REQUEST >> Every record below should be printed exactly as it appears.

-------

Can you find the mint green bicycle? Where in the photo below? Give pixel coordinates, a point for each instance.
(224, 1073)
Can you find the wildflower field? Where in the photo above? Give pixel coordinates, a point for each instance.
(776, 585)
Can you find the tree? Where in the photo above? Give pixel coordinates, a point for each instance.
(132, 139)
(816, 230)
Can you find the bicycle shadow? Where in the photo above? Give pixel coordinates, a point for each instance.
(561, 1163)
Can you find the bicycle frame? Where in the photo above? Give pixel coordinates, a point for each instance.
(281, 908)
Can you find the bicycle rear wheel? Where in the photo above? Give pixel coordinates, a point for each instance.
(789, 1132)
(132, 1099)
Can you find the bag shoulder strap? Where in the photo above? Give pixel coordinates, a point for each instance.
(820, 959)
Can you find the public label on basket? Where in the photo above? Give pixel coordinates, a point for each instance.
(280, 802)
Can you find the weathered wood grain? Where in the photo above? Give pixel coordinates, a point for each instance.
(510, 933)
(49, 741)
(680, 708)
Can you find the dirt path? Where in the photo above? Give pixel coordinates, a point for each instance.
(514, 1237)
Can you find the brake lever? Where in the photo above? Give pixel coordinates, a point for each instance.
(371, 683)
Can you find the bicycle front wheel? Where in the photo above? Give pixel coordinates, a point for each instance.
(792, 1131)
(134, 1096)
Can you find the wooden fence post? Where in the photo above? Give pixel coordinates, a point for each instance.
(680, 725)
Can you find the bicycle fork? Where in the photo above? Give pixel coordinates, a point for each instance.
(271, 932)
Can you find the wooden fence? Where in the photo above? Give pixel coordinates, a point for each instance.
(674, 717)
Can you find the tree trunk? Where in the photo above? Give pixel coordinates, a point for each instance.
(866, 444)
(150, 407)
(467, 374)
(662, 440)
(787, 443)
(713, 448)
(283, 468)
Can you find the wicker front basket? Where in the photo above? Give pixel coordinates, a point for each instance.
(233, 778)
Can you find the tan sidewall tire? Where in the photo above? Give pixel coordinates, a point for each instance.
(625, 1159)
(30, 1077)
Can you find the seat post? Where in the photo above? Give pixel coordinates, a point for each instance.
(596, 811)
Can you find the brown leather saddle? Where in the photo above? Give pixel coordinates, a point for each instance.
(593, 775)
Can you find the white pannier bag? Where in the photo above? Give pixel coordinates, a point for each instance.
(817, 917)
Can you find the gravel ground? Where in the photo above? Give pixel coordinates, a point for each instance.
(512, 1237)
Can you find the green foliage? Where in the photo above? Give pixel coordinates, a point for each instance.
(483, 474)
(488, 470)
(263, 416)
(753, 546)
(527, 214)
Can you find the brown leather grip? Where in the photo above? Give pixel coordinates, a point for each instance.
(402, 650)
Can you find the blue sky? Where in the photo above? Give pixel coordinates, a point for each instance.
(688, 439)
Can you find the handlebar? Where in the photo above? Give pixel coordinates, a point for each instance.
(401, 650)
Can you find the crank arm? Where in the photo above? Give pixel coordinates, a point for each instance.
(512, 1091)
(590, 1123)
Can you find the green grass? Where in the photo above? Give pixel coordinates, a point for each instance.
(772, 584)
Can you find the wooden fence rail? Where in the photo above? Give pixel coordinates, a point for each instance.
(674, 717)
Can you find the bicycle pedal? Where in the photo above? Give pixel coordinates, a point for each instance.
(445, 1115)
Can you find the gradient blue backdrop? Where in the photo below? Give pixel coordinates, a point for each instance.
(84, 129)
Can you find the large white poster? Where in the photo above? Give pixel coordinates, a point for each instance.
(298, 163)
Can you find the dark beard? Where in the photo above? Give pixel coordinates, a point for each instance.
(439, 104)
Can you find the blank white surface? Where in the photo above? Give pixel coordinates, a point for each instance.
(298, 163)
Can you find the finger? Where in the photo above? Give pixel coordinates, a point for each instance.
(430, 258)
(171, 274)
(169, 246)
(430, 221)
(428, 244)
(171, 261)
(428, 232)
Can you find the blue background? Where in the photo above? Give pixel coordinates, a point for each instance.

-------

EXERCISE ANSWER >>
Can you find the mint green bicycle? Where in the photo below? Give pixel coordinates, a point for each instance.
(224, 1073)
Can you find the wildflower field? Where in the photo above? Give pixel coordinates, a point for each instance.
(776, 585)
Can you find the tree? Where in the photo above? Give pixel coordinates, a point for each instance.
(132, 139)
(816, 230)
Can you find the bicycle shadow? Where in the photo above? Give pixel coordinates, a point for each instance.
(561, 1163)
Can you find the bicycle frame? Where in the photo above? Give pixel coordinates, a point for each instance.
(281, 908)
Can you find the bicycle rear wheel? Where in the photo above? Give pixel coordinates, a point for each instance.
(789, 1132)
(132, 1099)
Can you find the bag shoulder strap? Where in the photo above? Give pixel coordinates, a point for each instance.
(820, 959)
Can you find the public label on basket? Where in the photo above? Give pixel coordinates, a point for each instance.
(280, 802)
Can you find the weathered wood grain? Where in the photo above? Give pixel coordinates, a point for each instance.
(510, 933)
(49, 741)
(680, 708)
Can you find the dirt path? Where in the photo above? Give pixel coordinates, a point for each instance.
(514, 1237)
Can you find the brake lever? Where in the photo above? Give pixel coordinates, a point for each instance.
(371, 683)
Can you find the bicycle front wheel? Where in the photo above? Give pixel coordinates, a point for each instance.
(792, 1131)
(134, 1096)
Can you find the wooden fence post? Where in the photo above? Give pixel coordinates, a point for each instance.
(680, 725)
Can you find the bicycle fork? Where in the photo above? Give pixel coordinates, a point for each instance.
(271, 932)
Can you find the wooden fence? Where in the photo above? Give pixel coordinates, a point for each instance.
(674, 717)
Can you find the tree trunk? Where in the photo above? Give pixel coordinates, a point for each instance.
(866, 444)
(150, 407)
(467, 374)
(662, 440)
(787, 443)
(713, 448)
(283, 468)
Can you find the wicker front basket? Where in the photo above? Give pixel coordinates, a point for each instance.
(233, 778)
Can you find the tan sidewall tire? Where in the photo above? Give pixel coordinates, a point for each instance.
(625, 1159)
(30, 1077)
Can you find the seat post? Where in the photo above? Give pixel coordinates, a point for each instance.
(596, 811)
Can you find the brown leather saddle? Where in the photo above? Give pixel coordinates, a point for each instance.
(593, 775)
Can you find the white pannier bag? Where in the photo above? Give pixel coordinates, a point for each instance.
(817, 917)
Can you find the gravel ground? Where in the photo above? Give pixel coordinates, a point for each instance.
(512, 1237)
Can you find the green foliage? Where in the photo above? Give pixel coordinates, a point for each instance.
(483, 474)
(488, 470)
(263, 416)
(753, 546)
(527, 214)
Can you find the brown leather grip? Where in the photo above? Give pixel coordinates, a point for each instance.
(402, 650)
Can you find the blue sky? Where in the photo above? Give pixel coordinates, a point for each instance.
(688, 439)
Can you find the handlebar? Where in the photo above? Give pixel coordinates, a point for each instance.
(401, 650)
Can you find the crank arm? Where in the photo above? Give pixel coordinates, a point for each instance.
(512, 1091)
(590, 1123)
Can you find the green grass? Where in the photo above? Give pixel coordinates, a point for each instance.
(772, 584)
Can you find the wooden fence rail? Where in the photo above? Give pixel coordinates, a point for each instance.
(674, 717)
Can you find the bicycle pedal? Where in the photo above? Give pixel coordinates, a point for each instance.
(445, 1115)
Can you find the gradient blue backdrop? Where in the photo below? Give pixel coordinates, a point for each instance.
(84, 129)
Can you find the large white poster? Where in the photo above? Give pixel coordinates, a point for each instance.
(298, 163)
Can you find the dark beard? Where in the photo above? Give pixel coordinates, a point for each instance.
(439, 104)
Can you find the blank white surface? Where in the photo above? Give pixel coordinates, a point for each instance.
(298, 163)
Can you find the finger? Where in the photo above? Give pixel coordinates, a point for each instance.
(430, 258)
(171, 274)
(169, 246)
(430, 221)
(428, 244)
(171, 261)
(428, 232)
Can you find the blue background? Where in the photo above? Give pixel coordinates, a point for each instance.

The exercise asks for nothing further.